Hi everyone,
I am a complete novice in hbase and the community. And this is my first email.
Please forgive me if I make some trouble.
Here is the issue:
We use hbase store the file information and using compose userid and rowkey as
the file path.
For example: A user’s id is 1000, and he has a file “a.txt” store in
“/root/data/”, then the rowkey will be “1000_/root/data/a.txt” .
User will store a number of files in our system, like "millions of" or
"billions of”. Sometimes, he will do a delete action to a folder which maybe
store millions of files. And after this kind of delete action, it will often
turn up a “timeout issue” while scanning until we do a major compaction.
In order to make clear this issue, I read the google bigtable paper, “hbase in
action” and bloggers about block cache wrote by Nick, and many other articles
relevant to hbase, also the source code. I do some tests and I got my
conclusion list follows:
The test table only have one column family and this cf only have one column.
There’s 3 aspects will influent the read latency, search key, disk I/O, and
network I/O.
Make hbase client caching smaller will reduce the latency for the sake of
“network I/O”.

- **Exercise requirements**:
- a) In the HBase post, what rowkey is given for user 1000's file "a.txt" stored in "/root/data/"?
- b) For each statement, say yes or no according to the HBase post, and quote the deciding words: (i) The test table has two column families. (ii) The writer read the Google Bigtable paper. (iii) A larger client caching lowers the latency.
- c) Continue the HBase post after its final sentence.
The entries have no connection to the HBase post.

- **Data**:
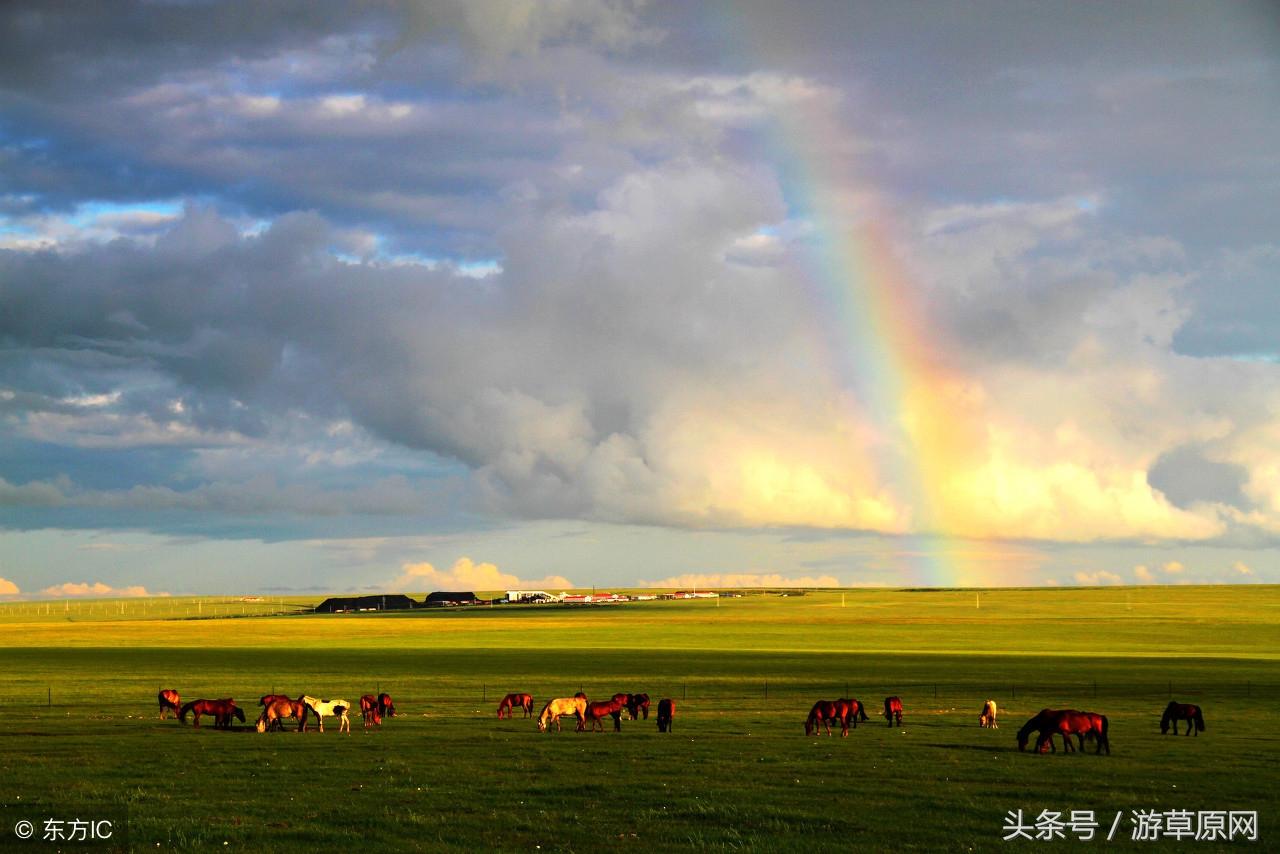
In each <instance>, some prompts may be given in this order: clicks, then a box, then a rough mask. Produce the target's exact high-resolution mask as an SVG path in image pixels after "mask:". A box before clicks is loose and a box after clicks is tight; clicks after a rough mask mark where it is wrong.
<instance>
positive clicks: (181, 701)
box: [156, 688, 182, 721]
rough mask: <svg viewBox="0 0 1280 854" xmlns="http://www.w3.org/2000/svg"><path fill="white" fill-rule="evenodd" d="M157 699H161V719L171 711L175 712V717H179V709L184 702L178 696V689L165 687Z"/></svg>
mask: <svg viewBox="0 0 1280 854" xmlns="http://www.w3.org/2000/svg"><path fill="white" fill-rule="evenodd" d="M156 699H157V700H160V720H161V721H163V720H164V718H165V716H166V714H168V713H169V712H173V716H174V717H178V709H179V707H180V704H182V698H180V697H178V691H175V690H173V689H172V688H165V689H164V690H161V691H160V693H159V694H156Z"/></svg>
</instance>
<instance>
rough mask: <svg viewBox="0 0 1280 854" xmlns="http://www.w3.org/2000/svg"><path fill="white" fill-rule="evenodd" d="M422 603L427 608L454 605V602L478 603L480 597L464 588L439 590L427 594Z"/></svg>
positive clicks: (479, 602) (454, 602)
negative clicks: (425, 597) (478, 596)
mask: <svg viewBox="0 0 1280 854" xmlns="http://www.w3.org/2000/svg"><path fill="white" fill-rule="evenodd" d="M422 604H424V606H426V607H428V608H435V607H443V606H456V604H480V599H477V598H476V594H475V593H472V592H470V590H466V592H460V590H440V592H436V593H431V594H430V595H428V597H426V598H425V599H424V600H422Z"/></svg>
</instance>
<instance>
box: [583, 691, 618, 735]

- **Solved problems**:
- a) 1000_/root/data/a.txt

- b)
(i) No: "The test table only have one column family"
(ii) Yes: "I read the google bigtable paper"
(iii) No: "Make hbase client caching smaller will reduce the latency"

- c)
Compare to normal scan, the “delete” scenario will result in spending more time
on searching and disk I/O. And I think mainly on searching. Think a scenario: I
put a number of data into hbase that just flush into a hfile. Then I delete the
majority of these data from the start key. It will record into another hfile.
At this time, it will read the data one by one if i do a scan action from the
start key(suppose there’s no compaction). Until we get the first item not
deleted.
So, do compaction is the most effective way to resolve this kind of issue.
I still have some doubt. Hope anyone could clear that.
First, I am not very confirm about the scan process of "delete scenario" I
described in "number 3”.
Second, block cache seems make less effect on this scenario.
P.S. I don’t attach my test result cause I am afraid confuse others. I will
clear up them if necessary.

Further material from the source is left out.